→ **Langkah yang Diperlukan**
- 1) Cetak bagian teks tentang penggusuran Kampung Srikandi, mulai dari "Tak kurang dari" sampai dengan "dalam rumah mereka.", tanpa mengubah satu kata pun.
- 2) Lanjutkan teks tentang penggusuran Kampung Srikandi, dimulai sesudah kalimat terakhirnya.

→ **Blok Teks**

***

Tak kurang dari 2.000 personel Polri/TNI dan Satuan Polisi Pamong Praja DKI dikerahkan untuk menggusur 115 warga Kampung Srikandi di RT 7 RW 3, Kelurahan Jatinegara Kaum, Pulogadung, Jakarta Timur, Rabu (22/5/2013). Terhitung pukul 06.30, rumah-rumah warga dihancurkan, termasuk salah satunya rumah Purn Brigjen Lintang Waluyo, mantan Kepala Staf Daerah Militer Jaya tahun 2003. Eksekusi lahan itu sempat berlangsung alot karena seluruh warga menolak meninggalkan rumah. Lintang Waluyo bersama anggota keluarganya juga bertahan di dalam rumah mereka.
Hingga Rabu siang ini, puluhan rumah telah dirobohkan, tetapi warga tetap bertahan di sekitar rumah mereka. Aparat TNI/Polri juga masih membujuk Lintang Waluyo untuk bersedia mengangkut barang-barang di dalam rumahnya. Namun, dia menolak evakuasi barang dari rumahnya. "Biar, kalau mau dirobohkan, robohkan saja, biar semuanya terpendam bersama, termasuk seluruh ijazah saya," kata Lintang.
Penggusuran ini merupakan hasil ketetapan Pengadilan Negeri Jakarta Timur PDT 151/2003 yang memenangkan PT Buana Estate sebagai pemilik sah atas lahan yang digarap 115 warga termasuk Lintang Waluyo. Pukul 06.30, juru sita PN Jaktim membacakan amar putusan ekseskusi, kemudian dilanjutkan dengan penghancuran rumah warga.

***

→ **Item yang Ditampilkan**
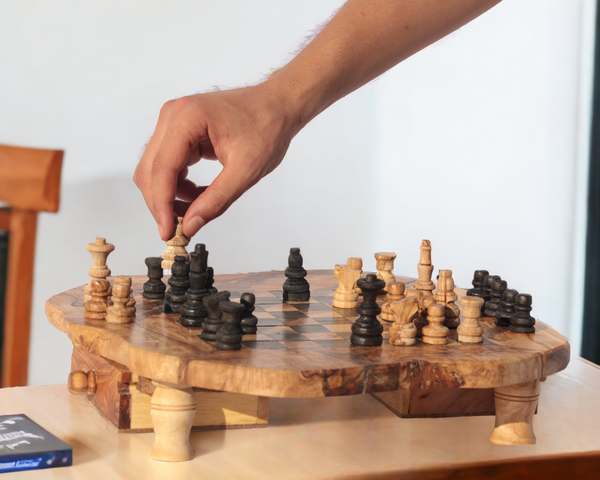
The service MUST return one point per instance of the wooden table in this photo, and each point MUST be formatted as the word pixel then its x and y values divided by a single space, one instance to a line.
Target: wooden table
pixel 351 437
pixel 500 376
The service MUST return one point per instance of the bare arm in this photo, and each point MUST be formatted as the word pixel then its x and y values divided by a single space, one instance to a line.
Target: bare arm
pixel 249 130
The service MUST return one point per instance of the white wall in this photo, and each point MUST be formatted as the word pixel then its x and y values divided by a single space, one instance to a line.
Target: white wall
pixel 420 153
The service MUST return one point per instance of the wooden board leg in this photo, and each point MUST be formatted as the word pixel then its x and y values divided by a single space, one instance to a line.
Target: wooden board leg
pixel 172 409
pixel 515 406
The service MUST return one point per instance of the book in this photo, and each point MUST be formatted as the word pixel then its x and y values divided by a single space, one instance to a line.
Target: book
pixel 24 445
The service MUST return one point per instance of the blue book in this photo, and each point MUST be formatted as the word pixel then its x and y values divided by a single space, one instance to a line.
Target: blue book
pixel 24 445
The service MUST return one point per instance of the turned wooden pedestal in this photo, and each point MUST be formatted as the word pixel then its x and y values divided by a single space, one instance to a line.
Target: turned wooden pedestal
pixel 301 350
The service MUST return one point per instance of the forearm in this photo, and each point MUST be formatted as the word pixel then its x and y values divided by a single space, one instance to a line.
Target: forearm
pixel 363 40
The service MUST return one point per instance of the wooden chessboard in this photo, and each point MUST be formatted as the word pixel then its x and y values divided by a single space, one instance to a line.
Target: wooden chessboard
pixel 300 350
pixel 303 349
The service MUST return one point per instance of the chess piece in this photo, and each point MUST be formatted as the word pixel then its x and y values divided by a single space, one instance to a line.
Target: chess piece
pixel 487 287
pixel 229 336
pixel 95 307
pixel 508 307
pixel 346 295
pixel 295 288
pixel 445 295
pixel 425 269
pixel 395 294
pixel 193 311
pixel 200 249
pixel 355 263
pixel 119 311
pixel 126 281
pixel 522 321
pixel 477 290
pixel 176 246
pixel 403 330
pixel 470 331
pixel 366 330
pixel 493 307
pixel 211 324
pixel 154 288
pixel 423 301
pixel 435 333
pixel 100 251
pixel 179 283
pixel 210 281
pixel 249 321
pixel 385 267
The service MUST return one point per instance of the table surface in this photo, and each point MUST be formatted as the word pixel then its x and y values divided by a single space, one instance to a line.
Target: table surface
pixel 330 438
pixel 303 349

***

→ **Jawaban per Tugas**
- 1)
Tak kurang dari 2.000 personel Polri/TNI dan Satuan Polisi Pamong Praja DKI dikerahkan untuk menggusur 115 warga Kampung Srikandi di RT 7 RW 3, Kelurahan Jatinegara Kaum, Pulogadung, Jakarta Timur, Rabu (22/5/2013). Terhitung pukul 06.30, rumah-rumah warga dihancurkan, termasuk salah satunya rumah Purn Brigjen Lintang Waluyo, mantan Kepala Staf Daerah Militer Jaya tahun 2003. Eksekusi lahan itu sempat berlangsung alot karena seluruh warga menolak meninggalkan rumah. Lintang Waluyo bersama anggota keluarganya juga bertahan di dalam rumah mereka.

- 2)
Pelaksanaan eksekusi itu berlangsung lebih awal dibandingkan jadwal semestinya yaitu pukul 09.00. Hal itu pun mengundang kemarahan pengacara warga, Suhadi, yang menuntut agar eksekusi dihentikan. Karena sempat menarik perhatian warga, Suhadi pun diamankan aparat kepolisian. "Eksekusi ini melanggar aturan karena semestinya ekseskusi dilaksanakan pukul 09.00. Warga jadi tak sempat untuk mengemas barang-barangnya," kata Suhadi.
Pengacara PT Buana Estate, Ariano Sitorus, mengatakan, pihaknya telah mengadakan tiga kali sosialisasi kepada warga terkait penggusuran. Pemilik lahan PT Buana Estate juga sudah memberikan kesempatan bagi warga untuk mengambil uang kerahiman sebesar Rp 25 juta per keluarga. Keluarga yang ingin pindah ke rumah susun juga akan dibiayai uang sewanya selama tiga bulan, dan bagi yang ingin pulang kampung juga akan dibiayai. "Total ada 18 keluarga yang meminta uang kerahiman kepada kami," ujarnya. Sisanya, kata Ariano, memilih bertahan. Bagi warga yang bertahan, tak akan lagi diberi uang kerahiman.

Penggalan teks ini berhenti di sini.